▸ **Exercise goal**:
Look through the data below and work out how many lines hold "light"; state only the number.

▸ **Task input**:
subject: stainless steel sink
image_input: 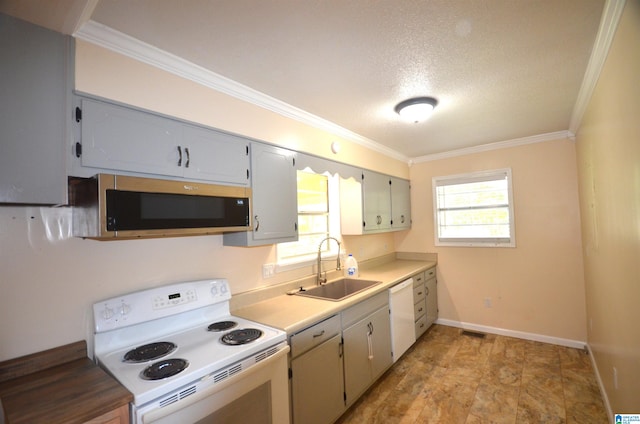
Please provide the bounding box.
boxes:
[295,278,382,301]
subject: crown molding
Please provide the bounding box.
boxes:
[569,0,626,134]
[73,20,408,162]
[411,130,572,163]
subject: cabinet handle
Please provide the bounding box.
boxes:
[177,146,183,166]
[418,307,423,313]
[376,215,382,225]
[425,288,430,296]
[367,323,374,360]
[312,330,325,338]
[400,215,405,224]
[184,147,190,168]
[418,291,423,296]
[254,215,260,232]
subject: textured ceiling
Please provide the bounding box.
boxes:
[2,0,605,159]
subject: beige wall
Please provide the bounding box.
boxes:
[396,138,587,343]
[0,41,399,361]
[575,0,640,413]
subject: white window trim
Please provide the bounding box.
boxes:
[432,168,516,248]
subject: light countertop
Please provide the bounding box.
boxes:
[233,257,436,335]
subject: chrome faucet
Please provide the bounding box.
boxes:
[316,237,341,285]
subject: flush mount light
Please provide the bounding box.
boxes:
[395,97,438,123]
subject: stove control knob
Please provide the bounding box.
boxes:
[101,306,115,320]
[119,303,131,316]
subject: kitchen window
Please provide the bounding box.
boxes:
[277,170,341,264]
[432,168,515,247]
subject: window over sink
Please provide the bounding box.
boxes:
[277,170,342,265]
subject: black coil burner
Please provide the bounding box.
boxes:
[140,358,189,380]
[207,321,238,332]
[123,342,177,363]
[221,328,263,345]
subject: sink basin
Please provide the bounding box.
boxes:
[295,278,382,301]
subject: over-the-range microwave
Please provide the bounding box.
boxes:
[68,174,251,240]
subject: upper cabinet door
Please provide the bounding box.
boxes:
[224,142,298,246]
[362,170,391,232]
[0,14,72,204]
[79,98,183,177]
[181,125,250,186]
[390,176,411,231]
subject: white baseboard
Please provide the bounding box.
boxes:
[435,318,587,349]
[586,344,613,423]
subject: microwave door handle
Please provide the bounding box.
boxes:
[185,147,190,168]
[177,146,183,167]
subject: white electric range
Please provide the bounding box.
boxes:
[92,278,289,424]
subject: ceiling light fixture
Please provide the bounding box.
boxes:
[395,97,438,123]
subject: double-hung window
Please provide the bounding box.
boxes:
[277,170,340,264]
[433,168,515,247]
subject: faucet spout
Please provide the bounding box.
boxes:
[316,237,341,285]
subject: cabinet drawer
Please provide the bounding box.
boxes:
[425,267,436,280]
[413,284,425,303]
[412,272,425,286]
[341,291,388,328]
[290,314,341,358]
[415,314,428,338]
[414,300,426,319]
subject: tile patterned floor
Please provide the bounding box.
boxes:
[335,324,608,424]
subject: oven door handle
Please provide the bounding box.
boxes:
[141,345,290,424]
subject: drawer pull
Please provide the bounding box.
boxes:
[417,291,423,296]
[418,307,423,313]
[313,330,325,338]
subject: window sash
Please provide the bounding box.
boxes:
[277,171,339,264]
[433,169,515,247]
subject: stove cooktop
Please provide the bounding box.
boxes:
[92,279,286,407]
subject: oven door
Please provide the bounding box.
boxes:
[139,346,290,424]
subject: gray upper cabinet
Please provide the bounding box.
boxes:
[77,98,183,177]
[362,170,392,233]
[73,97,250,186]
[224,142,298,246]
[341,171,411,234]
[0,14,72,204]
[390,176,411,230]
[180,124,250,185]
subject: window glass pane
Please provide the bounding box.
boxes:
[297,172,328,213]
[433,169,515,247]
[437,179,508,210]
[277,170,337,262]
[297,214,328,235]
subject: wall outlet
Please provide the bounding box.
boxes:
[262,263,276,279]
[484,297,492,308]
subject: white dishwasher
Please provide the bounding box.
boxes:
[389,278,416,362]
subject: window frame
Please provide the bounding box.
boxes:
[432,168,516,248]
[276,170,342,268]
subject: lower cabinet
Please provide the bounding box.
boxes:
[289,292,396,423]
[341,292,392,406]
[425,267,438,328]
[289,315,345,424]
[413,272,428,338]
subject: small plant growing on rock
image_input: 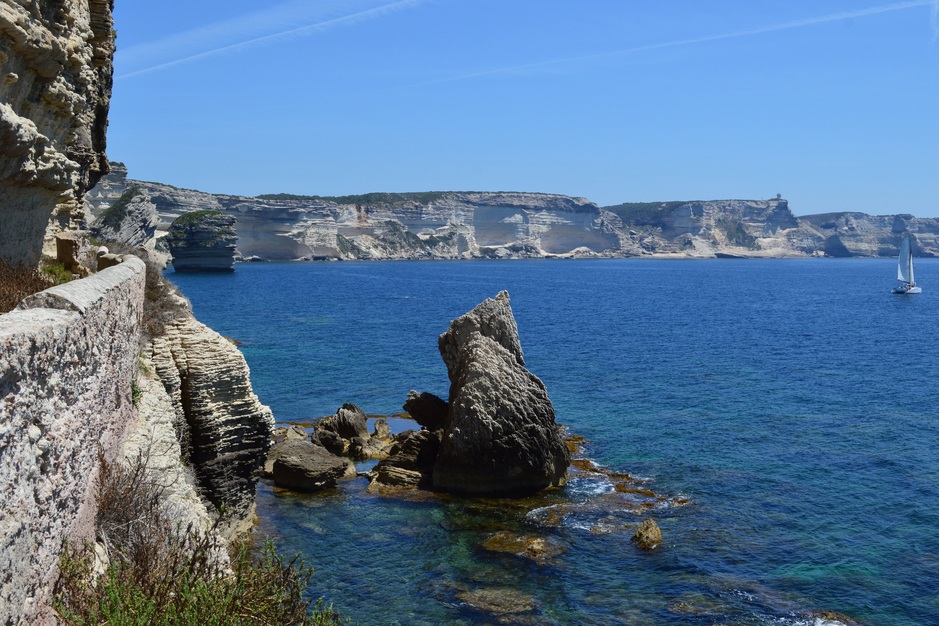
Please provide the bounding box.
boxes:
[54,453,346,625]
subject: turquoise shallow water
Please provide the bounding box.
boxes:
[170,258,939,625]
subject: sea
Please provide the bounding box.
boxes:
[168,258,939,626]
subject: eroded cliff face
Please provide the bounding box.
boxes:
[0,0,115,266]
[86,168,623,260]
[87,168,939,260]
[1,3,276,621]
[149,315,274,539]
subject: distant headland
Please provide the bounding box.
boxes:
[86,163,939,262]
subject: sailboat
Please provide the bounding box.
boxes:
[892,234,922,294]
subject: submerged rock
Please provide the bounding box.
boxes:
[631,518,663,550]
[481,531,566,565]
[457,587,536,617]
[432,291,570,495]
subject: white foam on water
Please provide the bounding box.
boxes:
[565,475,615,498]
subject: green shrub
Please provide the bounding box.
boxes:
[54,454,346,626]
[603,201,694,228]
[41,260,75,286]
[55,541,343,626]
[171,209,225,226]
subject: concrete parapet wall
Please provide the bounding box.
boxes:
[0,256,145,624]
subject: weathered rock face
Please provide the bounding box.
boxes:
[433,291,570,495]
[166,210,238,271]
[86,166,939,260]
[267,440,353,492]
[315,403,369,440]
[90,186,160,249]
[0,0,115,266]
[631,518,663,550]
[149,315,275,538]
[369,429,442,490]
[0,257,144,625]
[402,390,449,431]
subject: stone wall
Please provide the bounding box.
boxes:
[0,0,116,266]
[0,256,145,624]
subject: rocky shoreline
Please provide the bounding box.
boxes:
[264,291,571,498]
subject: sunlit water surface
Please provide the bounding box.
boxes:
[169,258,939,625]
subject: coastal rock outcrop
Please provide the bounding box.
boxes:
[90,186,160,249]
[433,291,570,495]
[368,429,442,490]
[0,0,115,266]
[268,440,354,492]
[315,403,369,440]
[367,292,569,495]
[632,518,663,550]
[166,210,237,271]
[149,315,275,538]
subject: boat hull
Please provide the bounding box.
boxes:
[892,285,922,294]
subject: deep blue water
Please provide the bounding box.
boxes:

▸ **The answer**:
3